**The problem**
Please locate every line in the items below that contains the word "white" and copy each of those lines out in full. Case counts.

**Records supplied**
====

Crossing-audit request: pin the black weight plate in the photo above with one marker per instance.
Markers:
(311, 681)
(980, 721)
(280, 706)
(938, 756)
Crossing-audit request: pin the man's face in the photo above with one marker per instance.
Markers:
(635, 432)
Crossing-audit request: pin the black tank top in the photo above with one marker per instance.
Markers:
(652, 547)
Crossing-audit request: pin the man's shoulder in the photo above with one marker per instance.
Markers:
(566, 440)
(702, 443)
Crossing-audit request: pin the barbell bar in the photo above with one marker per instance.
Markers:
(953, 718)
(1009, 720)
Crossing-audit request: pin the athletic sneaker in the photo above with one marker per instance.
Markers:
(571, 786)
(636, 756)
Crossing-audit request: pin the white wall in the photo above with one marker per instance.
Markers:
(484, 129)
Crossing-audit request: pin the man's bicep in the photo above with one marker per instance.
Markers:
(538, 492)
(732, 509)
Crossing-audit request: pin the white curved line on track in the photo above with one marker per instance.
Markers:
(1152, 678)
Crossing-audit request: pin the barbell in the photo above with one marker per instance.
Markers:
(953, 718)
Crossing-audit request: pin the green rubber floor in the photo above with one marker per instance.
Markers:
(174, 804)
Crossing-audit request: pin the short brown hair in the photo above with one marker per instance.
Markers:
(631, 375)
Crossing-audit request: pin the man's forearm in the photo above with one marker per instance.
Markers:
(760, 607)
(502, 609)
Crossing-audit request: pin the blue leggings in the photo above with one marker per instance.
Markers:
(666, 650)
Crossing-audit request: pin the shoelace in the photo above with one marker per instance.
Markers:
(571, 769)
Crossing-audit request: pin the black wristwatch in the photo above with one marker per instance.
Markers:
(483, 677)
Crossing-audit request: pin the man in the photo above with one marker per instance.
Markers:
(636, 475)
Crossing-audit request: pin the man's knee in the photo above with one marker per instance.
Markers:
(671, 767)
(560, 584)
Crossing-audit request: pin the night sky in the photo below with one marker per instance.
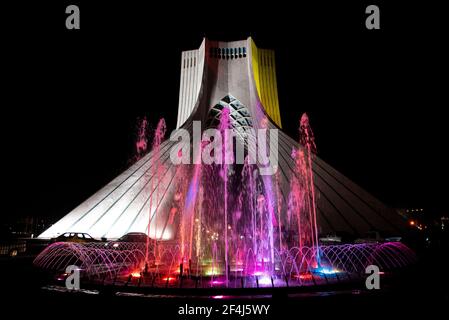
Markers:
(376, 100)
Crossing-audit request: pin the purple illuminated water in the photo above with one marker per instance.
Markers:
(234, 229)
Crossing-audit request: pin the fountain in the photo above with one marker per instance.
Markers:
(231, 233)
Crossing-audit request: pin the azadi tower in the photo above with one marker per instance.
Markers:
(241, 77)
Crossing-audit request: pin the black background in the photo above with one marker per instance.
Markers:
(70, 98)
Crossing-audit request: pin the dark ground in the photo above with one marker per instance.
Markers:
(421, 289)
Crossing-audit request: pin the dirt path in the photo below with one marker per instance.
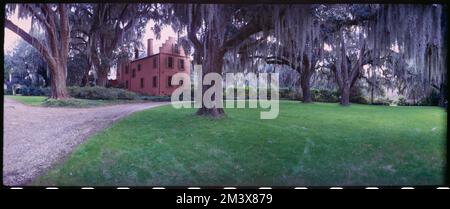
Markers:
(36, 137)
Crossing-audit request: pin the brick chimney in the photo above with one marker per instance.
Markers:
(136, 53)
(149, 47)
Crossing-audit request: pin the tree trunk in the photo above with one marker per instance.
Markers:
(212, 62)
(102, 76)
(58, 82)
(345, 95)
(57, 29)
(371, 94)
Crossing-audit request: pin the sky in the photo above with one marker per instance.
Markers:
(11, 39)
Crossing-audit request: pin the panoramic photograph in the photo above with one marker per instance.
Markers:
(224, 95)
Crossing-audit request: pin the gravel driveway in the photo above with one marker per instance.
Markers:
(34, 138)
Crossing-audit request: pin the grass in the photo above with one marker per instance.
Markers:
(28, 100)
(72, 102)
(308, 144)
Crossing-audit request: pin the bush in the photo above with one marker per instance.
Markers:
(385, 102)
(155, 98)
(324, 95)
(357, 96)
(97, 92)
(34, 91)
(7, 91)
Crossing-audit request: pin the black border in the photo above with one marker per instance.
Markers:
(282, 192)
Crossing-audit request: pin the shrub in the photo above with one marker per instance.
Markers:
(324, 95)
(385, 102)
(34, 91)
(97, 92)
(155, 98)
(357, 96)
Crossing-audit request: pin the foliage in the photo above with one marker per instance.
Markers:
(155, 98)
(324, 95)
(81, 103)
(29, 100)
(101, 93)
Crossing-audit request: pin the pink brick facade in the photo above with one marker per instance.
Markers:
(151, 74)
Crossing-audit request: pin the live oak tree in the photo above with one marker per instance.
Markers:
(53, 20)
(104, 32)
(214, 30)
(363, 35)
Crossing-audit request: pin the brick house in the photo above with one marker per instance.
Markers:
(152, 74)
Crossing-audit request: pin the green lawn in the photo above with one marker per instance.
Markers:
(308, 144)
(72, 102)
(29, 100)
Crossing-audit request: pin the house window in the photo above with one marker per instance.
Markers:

====

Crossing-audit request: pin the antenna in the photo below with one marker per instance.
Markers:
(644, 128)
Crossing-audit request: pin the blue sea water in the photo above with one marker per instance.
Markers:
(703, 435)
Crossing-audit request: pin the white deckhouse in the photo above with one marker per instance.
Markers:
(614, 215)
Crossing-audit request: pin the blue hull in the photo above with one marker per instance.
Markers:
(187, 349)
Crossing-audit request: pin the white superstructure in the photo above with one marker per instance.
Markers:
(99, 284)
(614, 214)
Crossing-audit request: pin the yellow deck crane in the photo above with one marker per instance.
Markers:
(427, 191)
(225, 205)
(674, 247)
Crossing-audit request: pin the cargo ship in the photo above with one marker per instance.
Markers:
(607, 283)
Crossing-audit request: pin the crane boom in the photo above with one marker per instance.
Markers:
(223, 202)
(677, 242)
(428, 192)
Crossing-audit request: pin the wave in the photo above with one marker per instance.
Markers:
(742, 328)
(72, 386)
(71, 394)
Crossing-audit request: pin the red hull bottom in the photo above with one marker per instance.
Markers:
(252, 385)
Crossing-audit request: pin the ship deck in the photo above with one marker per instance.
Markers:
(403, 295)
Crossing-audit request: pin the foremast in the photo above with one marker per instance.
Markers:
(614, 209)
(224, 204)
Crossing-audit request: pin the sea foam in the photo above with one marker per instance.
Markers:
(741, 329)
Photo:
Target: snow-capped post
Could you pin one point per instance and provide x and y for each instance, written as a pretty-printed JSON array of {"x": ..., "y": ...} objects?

====

**Exercise result**
Crossing-audit request: pin the white wall in the photo above with one marker per instance.
Crossing-audit request: pin the white curved line on track in the photo above with one marker per instance.
Crossing-audit request: pin the white deckhouse in the photo above with one marker per instance.
Crossing-audit request: pin the white superstructure in the photo above with one marker per instance.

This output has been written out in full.